• _Tugas 1_: Sunting baris-baris dalam daftar di bawah, mulai dari baris yang memuat "dark curly hair." hingga akhir daftar. Ganti "whereabouts" dengan "location" tanpa mengubah bagian lainnya.

• _Kutipan_:
************
Rabu, 13 April 2011

Menguapnya Anggaran Lahan Pemakaman

Posted by Realita Nusantara 18.57, under |

REALITA NUSANTARA – ONLINE. CIREBON
Modus kasus dugaan korupsi kolusi dan nepotisme (KKN) di Kota Cirebon semakin nekat saja. Bagaimana tidak, dana yang semestinya buat keperluan orang-orang yang sudah meninggal pun diduga dikorupsi
Seorang developer wajib menyediakan dua persen dari total tanah yang akan dikembangkannya untuk Tempat Pemakaman Umum (TPU) sebagai bagian fasilitas sosial (fasos) dan fasilitas umum (fasum). Ini digariskan dalam permendagri No.9 tahun 1987 dan Kepmen PU No. 378 Tahun 1987. Foto-foto: Kabar Cirebon, Selasa 12 April 2011***
Namun faktanya hal itu terkadang diabaikan oleh pengembang. Alhasil, pemerintah pasti dongkol karena ulah nakal pengembang demikian. Sedangkan warga yang tinggal di sebuah kawasan perumahan tentu saja rugi berlipat. Di satu sisi mereka dituntut membayar kewajibannya, namun di lain pihak fasilitas yang seharusnya diberikan pengembang tak kunjung tersedia. Uang hilang, fasilitas tak kunjung datang.
Tak hanya itu, pemerintah pun terancam kehilangan pendapatan asli daerah (PAD) atas realitas demikian. Kenapa bisa?
************
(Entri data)
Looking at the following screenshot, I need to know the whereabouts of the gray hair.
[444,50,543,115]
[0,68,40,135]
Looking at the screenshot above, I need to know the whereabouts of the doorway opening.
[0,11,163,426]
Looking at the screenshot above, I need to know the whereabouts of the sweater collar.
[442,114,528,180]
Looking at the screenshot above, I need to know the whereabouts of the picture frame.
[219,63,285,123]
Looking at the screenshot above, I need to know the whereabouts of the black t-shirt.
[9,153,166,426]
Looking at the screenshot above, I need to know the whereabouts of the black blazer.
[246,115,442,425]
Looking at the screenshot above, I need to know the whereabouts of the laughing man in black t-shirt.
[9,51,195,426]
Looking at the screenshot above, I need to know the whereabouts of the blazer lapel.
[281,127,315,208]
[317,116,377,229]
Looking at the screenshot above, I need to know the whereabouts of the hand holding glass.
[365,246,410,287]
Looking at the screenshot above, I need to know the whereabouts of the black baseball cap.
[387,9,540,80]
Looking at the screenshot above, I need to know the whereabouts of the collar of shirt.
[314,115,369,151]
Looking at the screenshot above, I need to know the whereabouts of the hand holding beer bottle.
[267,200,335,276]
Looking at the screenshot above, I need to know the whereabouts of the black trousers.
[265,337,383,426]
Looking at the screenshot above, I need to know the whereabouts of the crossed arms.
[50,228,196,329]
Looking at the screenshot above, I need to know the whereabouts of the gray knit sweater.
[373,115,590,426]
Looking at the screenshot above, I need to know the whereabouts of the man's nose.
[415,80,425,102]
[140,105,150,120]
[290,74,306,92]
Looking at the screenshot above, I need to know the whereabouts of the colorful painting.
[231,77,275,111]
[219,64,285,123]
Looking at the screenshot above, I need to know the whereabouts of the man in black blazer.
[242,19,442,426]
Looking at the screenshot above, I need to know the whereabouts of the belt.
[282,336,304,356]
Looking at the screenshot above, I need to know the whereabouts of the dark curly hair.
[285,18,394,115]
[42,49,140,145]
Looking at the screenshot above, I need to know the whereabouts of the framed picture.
************
• _Tugas 2_: Menurut kutipan di atas, berapa persen dari total tanah yang wajib disediakan developer untuk Tempat Pemakaman Umum?

• _Jawaban Tertulis 1_:
Looking at the screenshot above, I need to know the location of the dark curly hair.
[285,18,394,115]
[42,49,140,145]
Looking at the screenshot above, I need to know the location of the framed picture.

• _Jawaban Tertulis 2_: Dua persen.